- _Exercise input_:
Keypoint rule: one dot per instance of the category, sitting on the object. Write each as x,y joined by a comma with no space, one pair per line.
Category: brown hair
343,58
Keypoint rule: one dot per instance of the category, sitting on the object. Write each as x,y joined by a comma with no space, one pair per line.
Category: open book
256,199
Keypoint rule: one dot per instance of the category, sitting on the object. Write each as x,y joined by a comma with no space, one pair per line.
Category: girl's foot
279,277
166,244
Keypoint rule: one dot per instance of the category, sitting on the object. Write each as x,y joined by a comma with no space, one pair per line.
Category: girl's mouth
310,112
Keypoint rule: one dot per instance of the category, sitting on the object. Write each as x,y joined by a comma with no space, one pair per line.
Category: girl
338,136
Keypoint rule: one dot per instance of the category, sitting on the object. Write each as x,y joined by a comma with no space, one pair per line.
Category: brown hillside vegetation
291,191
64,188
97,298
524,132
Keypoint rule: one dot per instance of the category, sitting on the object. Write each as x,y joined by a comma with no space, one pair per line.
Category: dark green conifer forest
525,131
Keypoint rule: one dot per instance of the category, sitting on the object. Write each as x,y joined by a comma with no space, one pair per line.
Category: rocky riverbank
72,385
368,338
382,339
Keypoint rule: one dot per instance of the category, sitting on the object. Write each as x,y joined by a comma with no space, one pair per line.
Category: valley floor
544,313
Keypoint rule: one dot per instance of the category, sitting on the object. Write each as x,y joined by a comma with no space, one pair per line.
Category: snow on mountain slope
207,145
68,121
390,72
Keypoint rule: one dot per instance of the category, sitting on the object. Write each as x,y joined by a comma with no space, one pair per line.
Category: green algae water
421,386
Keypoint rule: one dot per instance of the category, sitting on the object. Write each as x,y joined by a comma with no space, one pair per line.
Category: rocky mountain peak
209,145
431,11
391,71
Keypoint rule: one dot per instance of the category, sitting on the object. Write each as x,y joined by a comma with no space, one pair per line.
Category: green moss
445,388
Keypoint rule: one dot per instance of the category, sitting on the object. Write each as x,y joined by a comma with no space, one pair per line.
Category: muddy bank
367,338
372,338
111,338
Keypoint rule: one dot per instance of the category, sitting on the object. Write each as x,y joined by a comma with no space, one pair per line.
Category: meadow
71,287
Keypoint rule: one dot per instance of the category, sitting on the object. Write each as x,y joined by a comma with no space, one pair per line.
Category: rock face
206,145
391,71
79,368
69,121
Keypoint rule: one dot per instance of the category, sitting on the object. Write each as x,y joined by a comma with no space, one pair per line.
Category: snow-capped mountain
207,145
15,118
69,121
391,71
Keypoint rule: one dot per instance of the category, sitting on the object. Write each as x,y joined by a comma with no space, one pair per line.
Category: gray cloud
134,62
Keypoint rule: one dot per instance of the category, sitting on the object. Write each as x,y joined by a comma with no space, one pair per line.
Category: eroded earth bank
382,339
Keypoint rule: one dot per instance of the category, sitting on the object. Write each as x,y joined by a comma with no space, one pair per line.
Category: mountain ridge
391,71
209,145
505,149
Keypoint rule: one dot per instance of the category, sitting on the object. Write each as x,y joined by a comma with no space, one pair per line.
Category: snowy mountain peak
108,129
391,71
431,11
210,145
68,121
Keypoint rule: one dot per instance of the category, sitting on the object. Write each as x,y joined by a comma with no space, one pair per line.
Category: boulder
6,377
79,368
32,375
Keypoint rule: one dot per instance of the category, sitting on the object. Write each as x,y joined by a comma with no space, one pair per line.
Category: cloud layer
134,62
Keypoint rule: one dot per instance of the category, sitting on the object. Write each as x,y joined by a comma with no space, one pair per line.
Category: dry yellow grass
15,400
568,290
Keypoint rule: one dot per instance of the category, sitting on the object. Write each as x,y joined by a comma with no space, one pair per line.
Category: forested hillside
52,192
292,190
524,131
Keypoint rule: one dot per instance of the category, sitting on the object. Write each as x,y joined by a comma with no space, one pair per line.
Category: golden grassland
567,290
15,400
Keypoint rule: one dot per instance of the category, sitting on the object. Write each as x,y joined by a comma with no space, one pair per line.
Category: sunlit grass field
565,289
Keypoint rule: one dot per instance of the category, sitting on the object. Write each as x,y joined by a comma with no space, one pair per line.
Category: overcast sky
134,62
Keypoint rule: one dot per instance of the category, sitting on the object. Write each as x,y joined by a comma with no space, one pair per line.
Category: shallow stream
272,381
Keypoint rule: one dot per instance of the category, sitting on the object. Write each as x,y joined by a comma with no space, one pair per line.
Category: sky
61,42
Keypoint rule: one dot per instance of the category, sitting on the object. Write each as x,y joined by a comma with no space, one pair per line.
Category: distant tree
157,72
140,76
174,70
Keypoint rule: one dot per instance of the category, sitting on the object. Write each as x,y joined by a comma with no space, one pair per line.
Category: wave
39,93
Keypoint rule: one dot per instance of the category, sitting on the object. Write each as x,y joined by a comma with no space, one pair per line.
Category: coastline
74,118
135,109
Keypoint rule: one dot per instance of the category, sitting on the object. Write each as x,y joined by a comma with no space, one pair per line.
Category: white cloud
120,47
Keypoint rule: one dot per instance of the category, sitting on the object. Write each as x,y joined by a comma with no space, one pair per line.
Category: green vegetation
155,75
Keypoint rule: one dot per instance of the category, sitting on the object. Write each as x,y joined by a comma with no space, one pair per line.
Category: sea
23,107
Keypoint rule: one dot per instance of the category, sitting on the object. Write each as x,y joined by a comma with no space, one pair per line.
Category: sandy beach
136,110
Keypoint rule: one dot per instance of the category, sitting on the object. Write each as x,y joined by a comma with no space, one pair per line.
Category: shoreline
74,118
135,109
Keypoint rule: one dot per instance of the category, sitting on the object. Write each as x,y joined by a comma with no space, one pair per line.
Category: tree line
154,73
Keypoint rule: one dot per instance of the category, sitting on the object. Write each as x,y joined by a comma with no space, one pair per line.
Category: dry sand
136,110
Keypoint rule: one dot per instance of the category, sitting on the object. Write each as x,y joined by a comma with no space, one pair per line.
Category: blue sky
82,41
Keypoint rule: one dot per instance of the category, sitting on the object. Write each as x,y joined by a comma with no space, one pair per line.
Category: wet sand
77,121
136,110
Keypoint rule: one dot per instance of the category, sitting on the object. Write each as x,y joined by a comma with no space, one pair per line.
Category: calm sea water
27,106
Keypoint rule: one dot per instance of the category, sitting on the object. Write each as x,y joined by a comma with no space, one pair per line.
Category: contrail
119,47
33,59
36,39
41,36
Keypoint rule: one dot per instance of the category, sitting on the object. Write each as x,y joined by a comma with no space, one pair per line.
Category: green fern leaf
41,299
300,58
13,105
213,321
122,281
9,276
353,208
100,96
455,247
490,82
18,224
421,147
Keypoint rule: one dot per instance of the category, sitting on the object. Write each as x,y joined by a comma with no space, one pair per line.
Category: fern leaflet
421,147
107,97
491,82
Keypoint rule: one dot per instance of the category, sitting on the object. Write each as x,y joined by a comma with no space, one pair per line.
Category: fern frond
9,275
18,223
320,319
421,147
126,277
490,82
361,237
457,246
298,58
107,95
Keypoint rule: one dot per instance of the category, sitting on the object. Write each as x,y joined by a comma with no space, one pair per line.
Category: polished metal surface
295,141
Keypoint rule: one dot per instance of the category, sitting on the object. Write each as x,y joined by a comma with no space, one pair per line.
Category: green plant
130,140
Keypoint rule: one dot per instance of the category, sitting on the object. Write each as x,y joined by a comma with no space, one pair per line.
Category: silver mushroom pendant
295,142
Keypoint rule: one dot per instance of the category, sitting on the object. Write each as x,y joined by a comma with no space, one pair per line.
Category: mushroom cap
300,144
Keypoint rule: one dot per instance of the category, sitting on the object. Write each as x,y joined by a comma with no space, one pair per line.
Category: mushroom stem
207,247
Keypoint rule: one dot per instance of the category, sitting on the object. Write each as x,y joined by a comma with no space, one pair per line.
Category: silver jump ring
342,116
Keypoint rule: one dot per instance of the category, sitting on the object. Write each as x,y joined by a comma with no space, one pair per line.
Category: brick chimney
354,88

- _What the exercise asks_: Reproduce, unchanged, the line containing "Category: mushroom cap" and each line after it through the end of the listing above, and nothing else.

- _Response_:
Category: mushroom cap
300,144
Keypoint rule: one dot per instance of the category, sitting on the object. Write each as x,y joined by a comma with no space, one pair per line.
Category: mushroom stem
207,247
Keypoint rule: one dot per instance of the category, sitting on the object. Write each as x,y joined by a comma with no space, one pair per line.
Category: silver jump ring
342,116
Keypoint rule: one dot per instance of the category, sitting on the object. Write each as x,y joined by a comma with no space, one pair per line.
Category: brick chimney
354,88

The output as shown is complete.